Task item:
Would you transcribe exactly the lines below, starting at the one that contains "[[13,154],[91,213],[141,146],[65,99]]" and ending with the last line, both included? Leave out all other lines.

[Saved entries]
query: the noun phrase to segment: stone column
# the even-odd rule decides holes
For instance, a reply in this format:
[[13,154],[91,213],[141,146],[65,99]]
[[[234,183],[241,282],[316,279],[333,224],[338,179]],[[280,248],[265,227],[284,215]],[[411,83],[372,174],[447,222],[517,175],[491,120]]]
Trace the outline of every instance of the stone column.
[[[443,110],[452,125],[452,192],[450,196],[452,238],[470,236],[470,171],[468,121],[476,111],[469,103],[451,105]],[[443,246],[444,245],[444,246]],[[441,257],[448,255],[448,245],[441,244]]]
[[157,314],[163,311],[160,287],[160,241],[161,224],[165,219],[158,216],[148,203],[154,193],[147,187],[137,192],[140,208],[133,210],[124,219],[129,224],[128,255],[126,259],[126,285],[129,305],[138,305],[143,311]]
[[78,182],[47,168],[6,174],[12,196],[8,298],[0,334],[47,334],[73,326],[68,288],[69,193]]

Exercise solution:
[[13,154],[91,213],[141,146],[65,99]]
[[[234,183],[241,282],[316,279],[333,224],[338,179]],[[280,248],[265,227],[284,215]],[[411,83],[372,174],[447,222],[517,175],[491,120]]]
Trace the outline of every instance of the stone column.
[[[443,110],[452,125],[452,192],[450,196],[452,238],[470,236],[470,171],[468,121],[476,111],[469,103],[451,105]],[[443,246],[444,245],[444,246]],[[441,257],[448,255],[448,245],[441,244]]]
[[157,314],[163,311],[160,287],[160,241],[161,224],[165,219],[158,216],[148,203],[154,193],[147,187],[137,192],[140,208],[133,210],[124,219],[129,224],[128,255],[126,259],[126,285],[129,305],[138,305],[143,311]]
[[78,182],[47,168],[6,174],[12,196],[8,298],[0,334],[47,334],[73,326],[68,288],[69,193]]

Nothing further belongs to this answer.